Submitted by vsbarile on October 12, 2006

Category: English
Words: 1034 | Pages: 5
Views: 211
Popularity Rank: 36,382
Average Member Grade: N/A (Add a Comment / Grade this Paper)

Fourth grade was a memorable school year – both a boy and a dog bit me, leaving two quite different scars.
Along the hairline on the left side of my forehead is a barely distinguishable spot that is compliments of my classmate Frank, who ran into me during a game of Red Rover on the playground of Cranston-Calvert Elementary School in Newport, RI. His two front teeth broke open my skin, leaving a small gash that required several stitches.
The other scar, from the dog who ran up behind me as I headed home from Rosie’s Corner Store with Popsicles for my siblings on the last day of school, was lasting: To this day, I am terrified of dogs.
All dogs fit in this category, including our own, which we adopted from the SPCA when she was 2-months-old. Even as a puppy, she could move me to tears with her growling, such as the morning I attempted to get her to come inside while leaving outside a nasty something-or-other she’d found on the ground.

**Dataset rows**
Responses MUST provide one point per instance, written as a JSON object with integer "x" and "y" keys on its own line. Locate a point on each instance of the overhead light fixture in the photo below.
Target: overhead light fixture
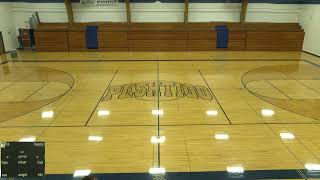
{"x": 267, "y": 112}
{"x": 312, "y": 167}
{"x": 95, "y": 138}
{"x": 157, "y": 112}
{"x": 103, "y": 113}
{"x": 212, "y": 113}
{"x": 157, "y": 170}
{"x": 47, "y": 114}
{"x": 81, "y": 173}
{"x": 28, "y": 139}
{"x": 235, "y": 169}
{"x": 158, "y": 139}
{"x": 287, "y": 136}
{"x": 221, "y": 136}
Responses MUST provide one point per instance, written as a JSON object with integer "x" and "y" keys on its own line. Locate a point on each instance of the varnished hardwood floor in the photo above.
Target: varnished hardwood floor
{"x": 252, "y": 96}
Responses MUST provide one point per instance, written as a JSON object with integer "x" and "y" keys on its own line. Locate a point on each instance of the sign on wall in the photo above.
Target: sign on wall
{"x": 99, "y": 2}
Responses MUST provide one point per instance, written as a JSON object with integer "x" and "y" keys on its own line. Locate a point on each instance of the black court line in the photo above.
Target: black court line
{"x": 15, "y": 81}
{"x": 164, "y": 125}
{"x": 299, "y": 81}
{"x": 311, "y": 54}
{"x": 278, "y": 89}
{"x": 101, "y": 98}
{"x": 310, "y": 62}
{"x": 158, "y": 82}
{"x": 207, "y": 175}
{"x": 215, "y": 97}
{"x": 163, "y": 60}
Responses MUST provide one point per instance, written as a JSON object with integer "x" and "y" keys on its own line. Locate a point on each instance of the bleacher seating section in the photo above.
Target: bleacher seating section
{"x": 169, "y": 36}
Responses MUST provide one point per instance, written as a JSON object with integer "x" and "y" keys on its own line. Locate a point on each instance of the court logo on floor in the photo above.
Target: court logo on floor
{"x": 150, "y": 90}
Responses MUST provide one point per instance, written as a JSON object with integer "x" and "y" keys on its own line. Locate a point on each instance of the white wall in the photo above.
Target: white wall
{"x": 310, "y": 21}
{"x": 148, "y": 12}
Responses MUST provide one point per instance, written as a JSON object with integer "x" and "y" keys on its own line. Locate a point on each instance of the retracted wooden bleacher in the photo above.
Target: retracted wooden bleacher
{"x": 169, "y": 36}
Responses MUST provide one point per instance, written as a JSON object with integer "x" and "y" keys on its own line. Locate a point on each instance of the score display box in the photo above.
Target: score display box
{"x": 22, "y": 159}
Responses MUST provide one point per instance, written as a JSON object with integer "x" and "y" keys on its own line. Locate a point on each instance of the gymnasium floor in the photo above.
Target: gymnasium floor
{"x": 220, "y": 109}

--

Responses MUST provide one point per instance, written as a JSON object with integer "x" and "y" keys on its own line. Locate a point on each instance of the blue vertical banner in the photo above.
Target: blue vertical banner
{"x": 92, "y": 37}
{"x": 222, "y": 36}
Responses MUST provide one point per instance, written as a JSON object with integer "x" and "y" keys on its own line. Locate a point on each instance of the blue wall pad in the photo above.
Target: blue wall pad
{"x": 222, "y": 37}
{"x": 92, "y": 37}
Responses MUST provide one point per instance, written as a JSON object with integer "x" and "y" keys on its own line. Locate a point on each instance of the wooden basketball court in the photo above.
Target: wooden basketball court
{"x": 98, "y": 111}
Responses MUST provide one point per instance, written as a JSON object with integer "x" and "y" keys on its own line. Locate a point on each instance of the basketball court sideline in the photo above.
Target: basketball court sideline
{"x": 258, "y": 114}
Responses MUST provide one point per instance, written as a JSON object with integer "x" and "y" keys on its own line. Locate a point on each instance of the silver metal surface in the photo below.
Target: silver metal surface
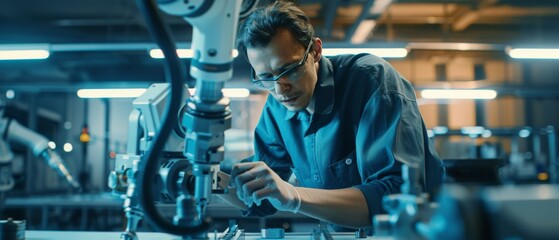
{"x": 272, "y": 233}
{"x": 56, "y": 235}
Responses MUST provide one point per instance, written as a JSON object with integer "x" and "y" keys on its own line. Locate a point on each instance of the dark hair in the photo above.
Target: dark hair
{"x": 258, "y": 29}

...

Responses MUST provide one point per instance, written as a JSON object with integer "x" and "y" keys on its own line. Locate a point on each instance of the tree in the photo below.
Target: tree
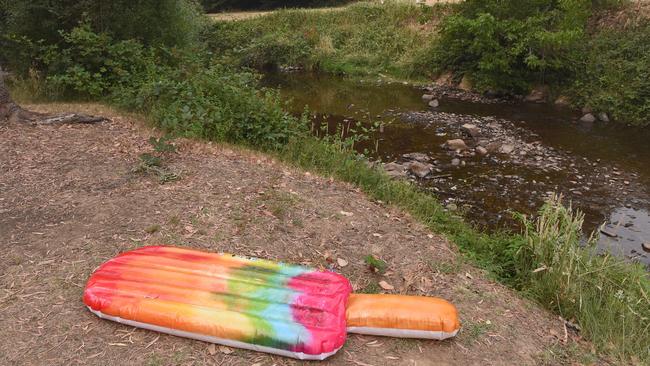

**Stated goal**
Please copy the part of the essay about childhood scars starting at "Fourth grade was" and ending at "terrified of dogs.", swapping "Popsicles" for "ice cream bars".

**Expected answer**
Fourth grade was a memorable school year – both a boy and a dog bit me, leaving two quite different scars.
Along the hairline on the left side of my forehead is a barely distinguishable spot that is compliments of my classmate Frank, who ran into me during a game of Red Rover on the playground of Cranston-Calvert Elementary School in Newport, RI. His two front teeth broke open my skin, leaving a small gash that required several stitches.
The other scar, from the dog who ran up behind me as I headed home from Rosie’s Corner Store with ice cream bars for my siblings on the last day of school, was lasting: To this day, I am terrified of dogs.